About this task: Go through the listing beneath and show each line containing the string "stone".

Input for this task:
>>

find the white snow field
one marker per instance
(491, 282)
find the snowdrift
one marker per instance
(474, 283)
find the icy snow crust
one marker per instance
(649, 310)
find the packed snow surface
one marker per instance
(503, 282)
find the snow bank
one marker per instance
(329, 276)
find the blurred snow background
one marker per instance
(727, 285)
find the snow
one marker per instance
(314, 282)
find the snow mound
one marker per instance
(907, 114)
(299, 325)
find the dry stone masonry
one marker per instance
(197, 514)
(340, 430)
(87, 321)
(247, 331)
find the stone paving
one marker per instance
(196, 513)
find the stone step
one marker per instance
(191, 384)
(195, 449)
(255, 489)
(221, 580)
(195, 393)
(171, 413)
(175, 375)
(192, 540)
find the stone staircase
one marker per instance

<<

Answer to this task:
find the dry stone masonry
find the stone paving
find the stone step
find the stone staircase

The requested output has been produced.